SET EXERCISE -> Output the lines below as a Markdown table with two columns, Row and Line: Row holds the row number and Line holds the line itself. Skip any blank lines and leave the pictures out.

ENTRIES SUPPLIED ->
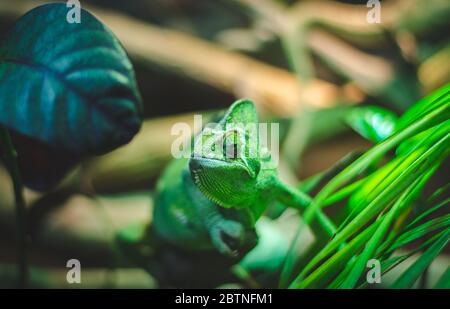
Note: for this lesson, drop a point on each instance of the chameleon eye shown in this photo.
(230, 151)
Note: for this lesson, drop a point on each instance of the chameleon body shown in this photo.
(213, 199)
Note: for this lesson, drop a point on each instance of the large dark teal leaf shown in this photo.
(70, 86)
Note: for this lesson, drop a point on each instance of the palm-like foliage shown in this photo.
(385, 206)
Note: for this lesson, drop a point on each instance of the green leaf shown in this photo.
(444, 281)
(410, 276)
(411, 192)
(71, 86)
(372, 122)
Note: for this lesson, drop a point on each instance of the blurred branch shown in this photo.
(435, 71)
(276, 91)
(91, 278)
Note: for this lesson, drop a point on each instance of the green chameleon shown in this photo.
(214, 198)
(211, 200)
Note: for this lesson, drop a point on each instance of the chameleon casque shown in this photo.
(211, 200)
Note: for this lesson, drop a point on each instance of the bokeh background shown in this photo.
(304, 63)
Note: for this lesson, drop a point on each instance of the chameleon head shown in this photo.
(225, 164)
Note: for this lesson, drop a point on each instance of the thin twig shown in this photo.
(10, 158)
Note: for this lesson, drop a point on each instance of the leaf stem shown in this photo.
(10, 159)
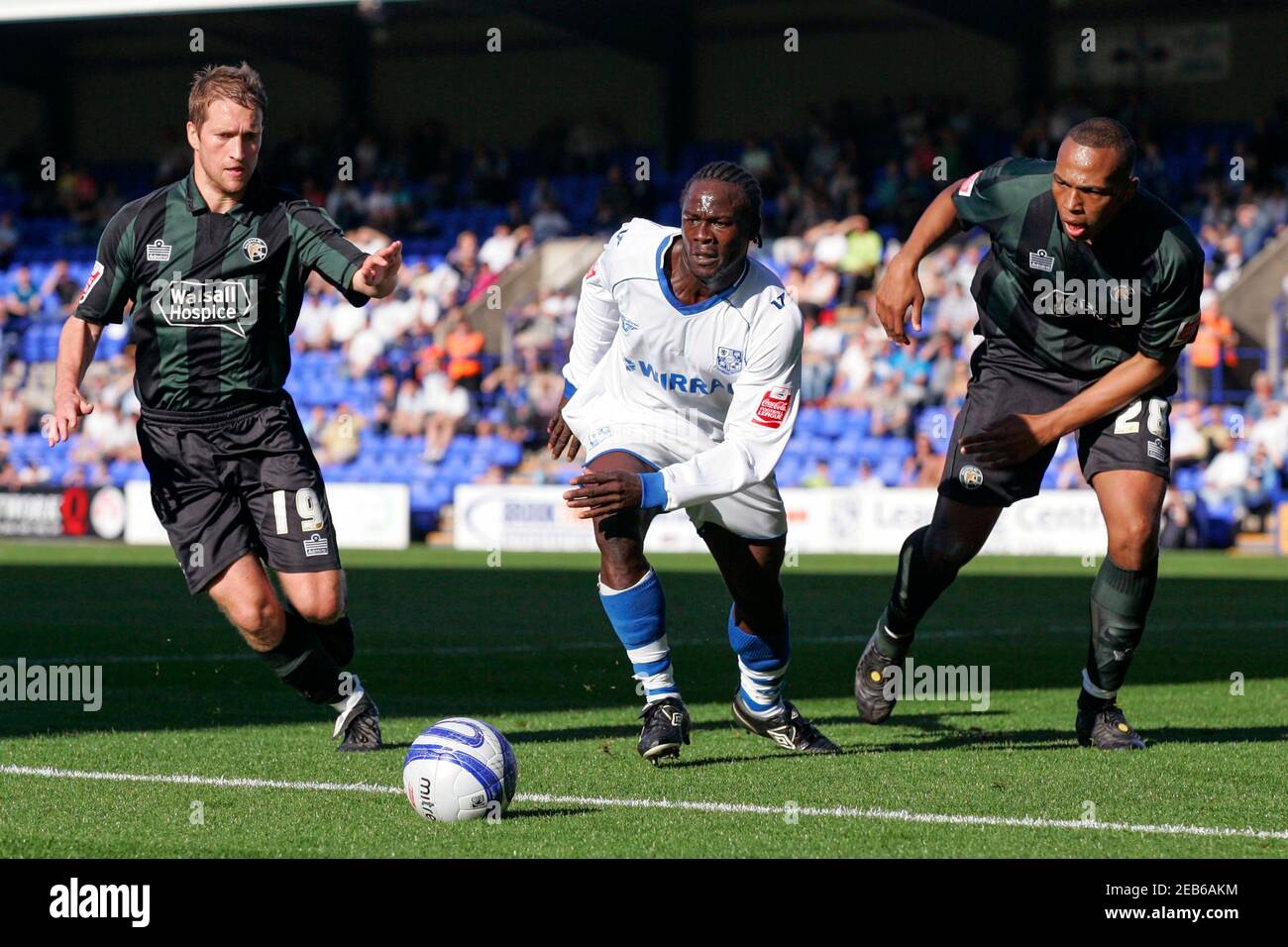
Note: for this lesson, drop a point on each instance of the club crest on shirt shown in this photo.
(729, 361)
(256, 249)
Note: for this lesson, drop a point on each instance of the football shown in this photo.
(460, 770)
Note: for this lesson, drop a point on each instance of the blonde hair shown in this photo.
(237, 82)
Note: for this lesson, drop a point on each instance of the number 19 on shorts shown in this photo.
(305, 505)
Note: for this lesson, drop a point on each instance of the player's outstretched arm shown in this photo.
(76, 348)
(377, 275)
(901, 289)
(592, 334)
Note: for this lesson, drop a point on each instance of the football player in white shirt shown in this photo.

TASK RESPONSE ->
| Row | Line |
|---|---|
| 1 | Note: for this lesson, drop a point on each instance of the chameleon eye shown in this photo. |
| 2 | (230, 151) |
| 3 | Note: for this lesson, drop a point on each instance of the chameleon body shown in this photo. |
| 4 | (213, 199) |
| 5 | Note: for this lesson, drop a point on each instance of the large dark teal leaf shown in this photo. |
| 6 | (70, 86) |
| 7 | Note: for this lesson, drop a point on each instance of the palm-like foliage shown in this photo. |
| 8 | (385, 206) |
| 9 | Note: for this lesson, drop a point on each instance of the green leaf shown in this photo. |
| 10 | (444, 281) |
| 11 | (410, 276) |
| 12 | (411, 192) |
| 13 | (71, 86) |
| 14 | (372, 122) |
| 15 | Note: for this lesson, drop a point on each instance of the blurred branch shown in this photo. |
| 16 | (435, 71) |
| 17 | (276, 91) |
| 18 | (91, 278) |
| 19 | Note: for this lesson, drop a point on each instance of the green chameleon shown in this photo. |
| 20 | (214, 198) |
| 21 | (211, 200) |
| 22 | Note: for this lesson, drop a point on each instance of the chameleon casque shown in this photo. |
| 23 | (211, 200) |
| 24 | Note: for this lesson, drop a point on each instance of the bokeh background shown in this photo. |
| 25 | (304, 63) |
| 26 | Note: for this lesson, drop a point on each instance of the chameleon head shown in this photo. |
| 27 | (225, 164) |
| 28 | Note: for this lesson, drop a point on each instance of the thin twig shown in this photo. |
| 29 | (10, 158) |
| 30 | Note: for this lesson, drop a point on each instance of the leaf stem shown in this photo. |
| 31 | (10, 159) |
| 32 | Note: for this lesson, drop a point on each instance of the club crest on shirt shown in this photo. |
| 33 | (729, 361) |
| 34 | (256, 249) |
| 35 | Note: for this lesson, drop a point on each instance of the football shown in this photo. |
| 36 | (460, 770) |
| 37 | Note: for this lesson, drop a point on each instance of the blonde hair shown in this photo. |
| 38 | (237, 82) |
| 39 | Note: for this lesson, drop a point on each instance of the number 19 on shorts shown in this photo. |
| 40 | (305, 505) |
| 41 | Note: for this lesson, drop a point on each instance of the player's outstretched arm shown in this photo. |
| 42 | (76, 348) |
| 43 | (377, 275) |
| 44 | (901, 289) |
| 45 | (592, 334) |
| 46 | Note: for this lesson, drop a point on each instance of the football player in white shirt shown in this photo. |